■ WRITTEN EXERCISE: Take the lines from the one with "tiled shower wall" to the end of the listing, both ends included, and quote them exactly, leaving pictures out.

Entries from a point annotation set

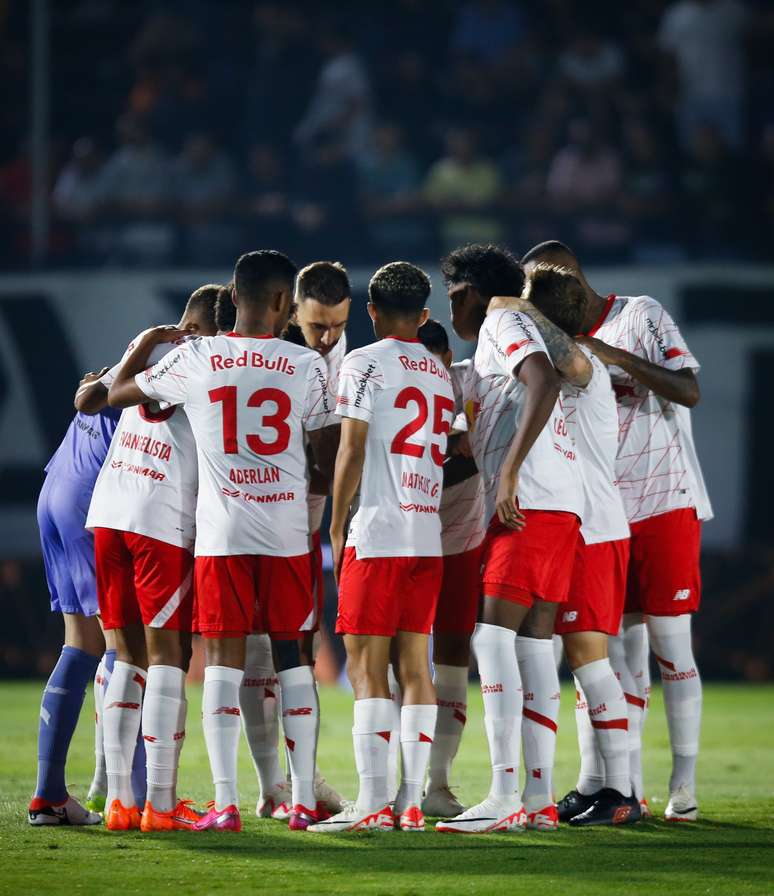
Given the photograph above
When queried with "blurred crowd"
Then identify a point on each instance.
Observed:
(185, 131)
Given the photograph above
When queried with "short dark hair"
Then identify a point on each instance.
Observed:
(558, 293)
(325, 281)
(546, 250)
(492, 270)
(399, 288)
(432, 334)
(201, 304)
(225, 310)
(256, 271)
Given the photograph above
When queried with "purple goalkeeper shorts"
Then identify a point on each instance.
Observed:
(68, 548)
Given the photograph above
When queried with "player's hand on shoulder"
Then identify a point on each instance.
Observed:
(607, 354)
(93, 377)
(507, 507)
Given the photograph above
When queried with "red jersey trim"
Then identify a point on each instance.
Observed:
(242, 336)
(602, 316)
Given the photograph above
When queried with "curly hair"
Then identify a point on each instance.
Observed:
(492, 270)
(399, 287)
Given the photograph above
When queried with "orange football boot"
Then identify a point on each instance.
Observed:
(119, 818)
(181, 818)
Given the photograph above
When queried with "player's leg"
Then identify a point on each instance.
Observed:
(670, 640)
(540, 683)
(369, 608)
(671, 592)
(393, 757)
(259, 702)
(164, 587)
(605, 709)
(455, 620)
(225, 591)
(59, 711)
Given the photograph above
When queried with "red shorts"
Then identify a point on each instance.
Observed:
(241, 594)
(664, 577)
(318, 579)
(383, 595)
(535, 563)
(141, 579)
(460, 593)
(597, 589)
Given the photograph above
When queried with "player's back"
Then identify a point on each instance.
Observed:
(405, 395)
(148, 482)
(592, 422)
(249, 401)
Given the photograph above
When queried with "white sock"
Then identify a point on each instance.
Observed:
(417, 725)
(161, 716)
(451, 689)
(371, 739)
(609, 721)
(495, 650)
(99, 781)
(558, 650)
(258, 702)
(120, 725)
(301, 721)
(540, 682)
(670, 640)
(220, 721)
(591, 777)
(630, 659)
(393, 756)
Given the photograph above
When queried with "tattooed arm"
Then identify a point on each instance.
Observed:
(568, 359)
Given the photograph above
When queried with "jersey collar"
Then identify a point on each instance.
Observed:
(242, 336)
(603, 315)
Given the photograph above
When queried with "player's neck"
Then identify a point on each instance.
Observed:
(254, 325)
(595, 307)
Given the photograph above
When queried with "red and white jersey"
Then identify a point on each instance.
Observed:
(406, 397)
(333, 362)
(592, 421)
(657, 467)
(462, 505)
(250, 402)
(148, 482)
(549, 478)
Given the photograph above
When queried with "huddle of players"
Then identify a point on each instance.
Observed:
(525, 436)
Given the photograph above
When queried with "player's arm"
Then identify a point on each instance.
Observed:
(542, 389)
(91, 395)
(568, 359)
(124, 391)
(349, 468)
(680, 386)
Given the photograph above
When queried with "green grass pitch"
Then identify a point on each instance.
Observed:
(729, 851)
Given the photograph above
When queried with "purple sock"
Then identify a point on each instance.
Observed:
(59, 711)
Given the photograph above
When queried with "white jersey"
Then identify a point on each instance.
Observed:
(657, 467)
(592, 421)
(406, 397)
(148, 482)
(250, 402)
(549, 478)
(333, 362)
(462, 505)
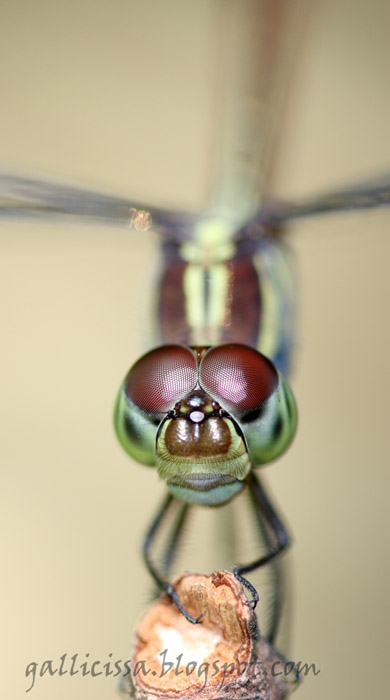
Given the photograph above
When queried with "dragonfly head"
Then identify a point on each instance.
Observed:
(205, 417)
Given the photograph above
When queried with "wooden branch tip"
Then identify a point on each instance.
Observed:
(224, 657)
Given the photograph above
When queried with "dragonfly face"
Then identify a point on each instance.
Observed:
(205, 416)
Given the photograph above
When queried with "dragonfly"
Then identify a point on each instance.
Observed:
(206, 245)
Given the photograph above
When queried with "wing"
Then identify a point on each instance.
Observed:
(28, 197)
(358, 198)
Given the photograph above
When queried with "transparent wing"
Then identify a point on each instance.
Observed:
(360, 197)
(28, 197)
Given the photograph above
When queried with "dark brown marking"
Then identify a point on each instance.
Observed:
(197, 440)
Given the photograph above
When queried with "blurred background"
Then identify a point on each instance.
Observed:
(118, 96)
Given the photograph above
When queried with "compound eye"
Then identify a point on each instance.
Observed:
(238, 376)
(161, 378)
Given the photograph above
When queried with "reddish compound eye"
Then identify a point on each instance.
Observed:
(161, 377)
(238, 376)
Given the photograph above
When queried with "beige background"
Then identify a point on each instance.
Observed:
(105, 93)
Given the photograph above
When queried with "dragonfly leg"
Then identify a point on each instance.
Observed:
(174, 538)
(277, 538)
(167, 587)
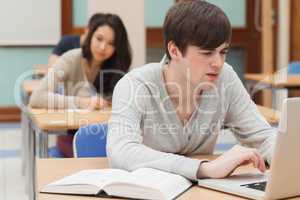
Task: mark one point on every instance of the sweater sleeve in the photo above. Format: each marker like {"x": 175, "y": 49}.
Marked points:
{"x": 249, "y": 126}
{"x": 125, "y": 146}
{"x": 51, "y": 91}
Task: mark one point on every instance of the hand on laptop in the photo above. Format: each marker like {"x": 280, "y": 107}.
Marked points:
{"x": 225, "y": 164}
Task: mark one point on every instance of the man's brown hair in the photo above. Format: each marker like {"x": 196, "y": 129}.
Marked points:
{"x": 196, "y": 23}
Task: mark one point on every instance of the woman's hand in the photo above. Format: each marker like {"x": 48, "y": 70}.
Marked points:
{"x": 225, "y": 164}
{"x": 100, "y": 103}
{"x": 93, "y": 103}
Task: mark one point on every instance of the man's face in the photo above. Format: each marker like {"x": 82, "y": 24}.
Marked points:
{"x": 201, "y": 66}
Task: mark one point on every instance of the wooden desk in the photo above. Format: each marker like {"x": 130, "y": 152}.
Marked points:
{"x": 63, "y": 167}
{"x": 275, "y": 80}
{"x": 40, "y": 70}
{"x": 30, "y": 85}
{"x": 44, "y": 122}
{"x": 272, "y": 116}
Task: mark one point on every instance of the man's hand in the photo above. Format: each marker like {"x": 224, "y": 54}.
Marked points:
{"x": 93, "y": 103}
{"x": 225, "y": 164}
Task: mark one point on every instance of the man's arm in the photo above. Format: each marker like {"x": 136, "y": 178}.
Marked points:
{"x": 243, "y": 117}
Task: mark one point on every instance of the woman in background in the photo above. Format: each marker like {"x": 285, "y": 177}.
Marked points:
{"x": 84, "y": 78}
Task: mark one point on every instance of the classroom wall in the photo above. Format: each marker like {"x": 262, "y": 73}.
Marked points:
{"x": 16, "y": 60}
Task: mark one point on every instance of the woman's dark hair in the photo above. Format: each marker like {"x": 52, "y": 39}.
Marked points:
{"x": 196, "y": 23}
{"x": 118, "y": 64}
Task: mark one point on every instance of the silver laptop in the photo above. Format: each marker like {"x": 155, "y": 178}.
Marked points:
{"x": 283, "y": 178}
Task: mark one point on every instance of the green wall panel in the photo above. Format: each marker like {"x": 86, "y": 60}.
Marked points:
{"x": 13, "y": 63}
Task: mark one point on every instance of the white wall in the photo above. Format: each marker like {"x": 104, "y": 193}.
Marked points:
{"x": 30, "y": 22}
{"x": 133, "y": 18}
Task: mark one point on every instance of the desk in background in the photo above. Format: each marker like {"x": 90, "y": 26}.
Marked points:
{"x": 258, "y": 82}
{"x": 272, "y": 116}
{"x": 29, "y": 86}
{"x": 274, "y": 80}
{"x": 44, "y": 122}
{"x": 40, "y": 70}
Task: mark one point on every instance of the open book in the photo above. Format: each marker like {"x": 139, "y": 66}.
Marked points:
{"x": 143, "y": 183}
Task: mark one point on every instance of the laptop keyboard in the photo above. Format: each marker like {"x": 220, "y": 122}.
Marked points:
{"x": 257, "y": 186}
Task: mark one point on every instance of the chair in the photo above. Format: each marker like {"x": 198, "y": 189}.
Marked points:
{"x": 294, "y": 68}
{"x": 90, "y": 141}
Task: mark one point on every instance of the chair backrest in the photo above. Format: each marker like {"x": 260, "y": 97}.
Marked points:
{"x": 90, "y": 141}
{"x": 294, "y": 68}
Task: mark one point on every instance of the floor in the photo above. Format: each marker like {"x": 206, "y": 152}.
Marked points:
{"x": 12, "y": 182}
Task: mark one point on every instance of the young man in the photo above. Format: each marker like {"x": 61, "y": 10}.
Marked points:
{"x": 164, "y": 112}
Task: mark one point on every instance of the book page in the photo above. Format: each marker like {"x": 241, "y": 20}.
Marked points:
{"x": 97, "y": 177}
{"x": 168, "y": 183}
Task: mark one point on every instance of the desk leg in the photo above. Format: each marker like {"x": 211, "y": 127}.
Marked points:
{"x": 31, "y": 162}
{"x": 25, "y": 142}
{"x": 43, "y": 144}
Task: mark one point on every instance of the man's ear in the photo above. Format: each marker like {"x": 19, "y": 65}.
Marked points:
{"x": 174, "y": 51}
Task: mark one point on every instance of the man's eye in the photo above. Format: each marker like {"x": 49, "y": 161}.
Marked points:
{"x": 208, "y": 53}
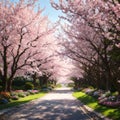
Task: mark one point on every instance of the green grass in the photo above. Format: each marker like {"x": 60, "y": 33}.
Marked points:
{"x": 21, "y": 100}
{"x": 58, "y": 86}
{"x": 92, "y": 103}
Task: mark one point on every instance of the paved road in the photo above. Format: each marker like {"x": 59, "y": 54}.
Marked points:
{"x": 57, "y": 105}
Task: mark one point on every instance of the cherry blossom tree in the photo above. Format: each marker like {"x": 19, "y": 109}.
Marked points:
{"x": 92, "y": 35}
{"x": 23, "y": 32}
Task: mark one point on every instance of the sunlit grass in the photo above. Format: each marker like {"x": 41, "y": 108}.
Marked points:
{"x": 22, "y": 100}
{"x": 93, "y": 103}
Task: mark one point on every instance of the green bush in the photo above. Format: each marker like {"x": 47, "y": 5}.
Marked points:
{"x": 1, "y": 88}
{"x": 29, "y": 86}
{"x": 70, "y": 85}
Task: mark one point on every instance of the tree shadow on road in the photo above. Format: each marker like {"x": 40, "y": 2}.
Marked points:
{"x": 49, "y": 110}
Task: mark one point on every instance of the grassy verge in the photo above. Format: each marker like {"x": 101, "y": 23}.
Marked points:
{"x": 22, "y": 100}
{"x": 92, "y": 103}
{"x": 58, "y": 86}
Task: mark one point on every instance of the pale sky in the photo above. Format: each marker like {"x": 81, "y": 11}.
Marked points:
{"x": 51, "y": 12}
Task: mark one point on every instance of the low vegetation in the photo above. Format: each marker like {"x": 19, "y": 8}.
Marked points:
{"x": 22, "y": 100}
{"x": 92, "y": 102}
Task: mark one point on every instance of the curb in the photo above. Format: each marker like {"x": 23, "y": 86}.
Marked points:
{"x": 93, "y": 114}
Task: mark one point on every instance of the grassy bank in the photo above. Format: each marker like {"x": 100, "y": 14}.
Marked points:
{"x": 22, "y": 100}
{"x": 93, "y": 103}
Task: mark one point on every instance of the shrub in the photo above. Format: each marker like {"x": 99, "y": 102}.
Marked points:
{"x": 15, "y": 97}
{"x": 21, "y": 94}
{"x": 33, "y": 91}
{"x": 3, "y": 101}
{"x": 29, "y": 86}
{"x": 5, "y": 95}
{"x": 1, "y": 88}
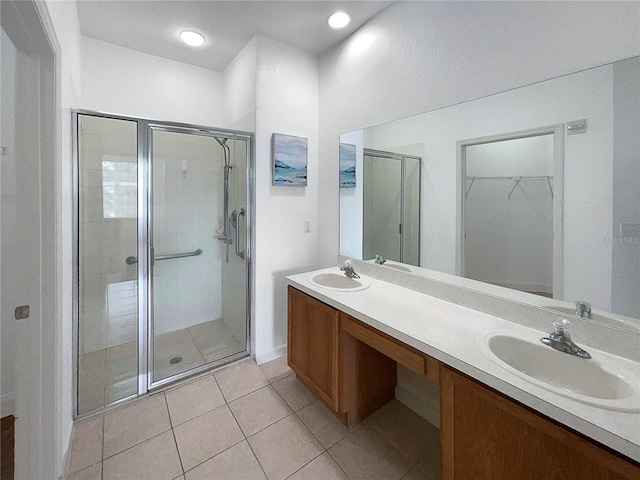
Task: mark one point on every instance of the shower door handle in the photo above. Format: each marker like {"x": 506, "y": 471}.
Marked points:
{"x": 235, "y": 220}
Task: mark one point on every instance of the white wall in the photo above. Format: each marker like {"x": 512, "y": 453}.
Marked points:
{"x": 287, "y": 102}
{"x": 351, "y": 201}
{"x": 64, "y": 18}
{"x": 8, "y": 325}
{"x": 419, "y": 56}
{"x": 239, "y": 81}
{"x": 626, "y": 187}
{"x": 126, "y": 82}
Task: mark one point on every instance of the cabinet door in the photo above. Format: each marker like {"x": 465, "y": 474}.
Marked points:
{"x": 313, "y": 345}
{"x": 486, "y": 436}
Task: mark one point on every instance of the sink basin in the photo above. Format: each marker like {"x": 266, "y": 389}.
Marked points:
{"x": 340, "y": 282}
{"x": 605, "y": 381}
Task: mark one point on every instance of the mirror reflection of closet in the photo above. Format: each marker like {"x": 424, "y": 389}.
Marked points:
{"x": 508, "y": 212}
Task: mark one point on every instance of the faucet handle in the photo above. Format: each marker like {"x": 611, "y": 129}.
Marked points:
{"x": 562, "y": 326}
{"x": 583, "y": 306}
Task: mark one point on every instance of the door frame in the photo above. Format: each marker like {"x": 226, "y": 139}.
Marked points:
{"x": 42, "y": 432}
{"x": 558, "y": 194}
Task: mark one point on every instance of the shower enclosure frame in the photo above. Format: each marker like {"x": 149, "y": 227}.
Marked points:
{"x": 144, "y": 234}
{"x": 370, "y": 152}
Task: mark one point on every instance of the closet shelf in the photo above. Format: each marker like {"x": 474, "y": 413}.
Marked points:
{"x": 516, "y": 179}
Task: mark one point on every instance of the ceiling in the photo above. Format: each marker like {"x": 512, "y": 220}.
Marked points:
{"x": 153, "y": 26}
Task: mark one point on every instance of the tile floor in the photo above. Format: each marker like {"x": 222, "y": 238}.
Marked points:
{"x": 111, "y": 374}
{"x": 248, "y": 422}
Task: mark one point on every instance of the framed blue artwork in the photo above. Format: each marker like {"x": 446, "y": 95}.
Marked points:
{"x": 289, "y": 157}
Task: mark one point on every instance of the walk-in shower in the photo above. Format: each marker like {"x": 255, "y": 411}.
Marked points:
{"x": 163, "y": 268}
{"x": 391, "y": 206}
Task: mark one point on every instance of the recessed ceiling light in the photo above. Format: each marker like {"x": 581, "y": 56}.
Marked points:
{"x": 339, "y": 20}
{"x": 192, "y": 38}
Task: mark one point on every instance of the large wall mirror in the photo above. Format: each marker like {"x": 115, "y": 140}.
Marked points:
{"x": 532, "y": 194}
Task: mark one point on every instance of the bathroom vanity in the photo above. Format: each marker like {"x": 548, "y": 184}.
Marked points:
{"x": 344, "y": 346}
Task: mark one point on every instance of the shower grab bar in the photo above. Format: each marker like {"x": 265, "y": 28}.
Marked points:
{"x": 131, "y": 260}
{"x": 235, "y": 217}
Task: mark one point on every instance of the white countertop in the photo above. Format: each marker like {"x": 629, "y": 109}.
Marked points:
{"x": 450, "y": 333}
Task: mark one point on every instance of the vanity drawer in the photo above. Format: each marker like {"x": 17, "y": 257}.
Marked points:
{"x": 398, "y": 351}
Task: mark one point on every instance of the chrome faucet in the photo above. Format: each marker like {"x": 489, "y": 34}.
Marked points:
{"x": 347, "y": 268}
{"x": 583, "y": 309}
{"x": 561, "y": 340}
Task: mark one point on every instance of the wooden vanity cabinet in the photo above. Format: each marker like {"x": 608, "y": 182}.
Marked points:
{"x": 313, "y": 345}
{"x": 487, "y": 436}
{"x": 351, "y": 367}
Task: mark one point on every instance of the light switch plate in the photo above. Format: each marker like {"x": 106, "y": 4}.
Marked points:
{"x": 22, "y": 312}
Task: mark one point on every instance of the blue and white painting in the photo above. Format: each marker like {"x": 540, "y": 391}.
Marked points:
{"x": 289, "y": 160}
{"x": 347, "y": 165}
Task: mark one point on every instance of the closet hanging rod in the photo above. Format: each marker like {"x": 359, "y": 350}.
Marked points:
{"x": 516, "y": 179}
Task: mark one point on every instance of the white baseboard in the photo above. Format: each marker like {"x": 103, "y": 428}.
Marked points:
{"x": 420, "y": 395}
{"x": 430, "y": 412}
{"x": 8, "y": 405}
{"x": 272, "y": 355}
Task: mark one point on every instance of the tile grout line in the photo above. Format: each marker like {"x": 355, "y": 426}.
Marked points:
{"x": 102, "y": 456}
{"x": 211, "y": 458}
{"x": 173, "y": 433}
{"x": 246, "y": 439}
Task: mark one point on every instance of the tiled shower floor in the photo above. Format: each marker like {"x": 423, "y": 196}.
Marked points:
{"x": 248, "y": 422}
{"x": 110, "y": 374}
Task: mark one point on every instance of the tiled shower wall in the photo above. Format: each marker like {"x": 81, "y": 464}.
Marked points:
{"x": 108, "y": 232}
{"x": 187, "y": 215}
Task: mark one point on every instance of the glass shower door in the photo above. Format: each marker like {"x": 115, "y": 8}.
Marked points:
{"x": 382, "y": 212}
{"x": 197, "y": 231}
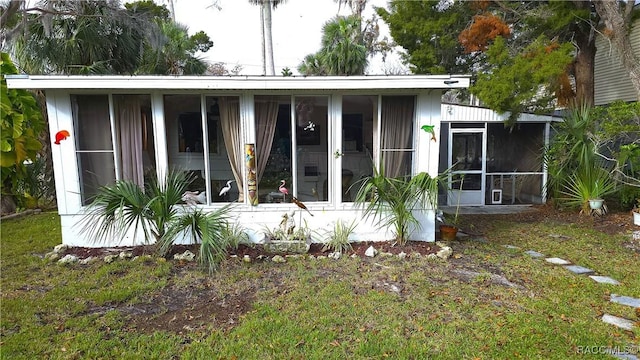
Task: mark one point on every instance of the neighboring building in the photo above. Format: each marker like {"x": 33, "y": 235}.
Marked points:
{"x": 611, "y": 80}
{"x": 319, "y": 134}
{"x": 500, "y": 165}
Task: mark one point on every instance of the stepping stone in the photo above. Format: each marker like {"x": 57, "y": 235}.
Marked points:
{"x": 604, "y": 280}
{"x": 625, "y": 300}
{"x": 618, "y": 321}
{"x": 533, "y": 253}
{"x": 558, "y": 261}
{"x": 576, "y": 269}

■ COMPLETED EXERCISE:
Task: mark one point on every instance of the tiled shower wall in the photo above. Format: each marker like {"x": 81, "y": 464}.
Marked points:
{"x": 108, "y": 232}
{"x": 187, "y": 215}
Task: mark one point on every instance of the glass shower door in the photo above. Format: each marker like {"x": 115, "y": 8}.
Marked points:
{"x": 382, "y": 212}
{"x": 197, "y": 231}
Task: mark one point on every instance of the neighboring building in the photo above. Format: each marker like {"x": 33, "y": 235}.
Marked points:
{"x": 611, "y": 80}
{"x": 319, "y": 134}
{"x": 500, "y": 165}
Task: mark one point on every instance of the stepping stone in the photo above. Format: each marker like {"x": 57, "y": 235}.
Marked points:
{"x": 604, "y": 280}
{"x": 625, "y": 300}
{"x": 618, "y": 321}
{"x": 533, "y": 253}
{"x": 558, "y": 261}
{"x": 576, "y": 269}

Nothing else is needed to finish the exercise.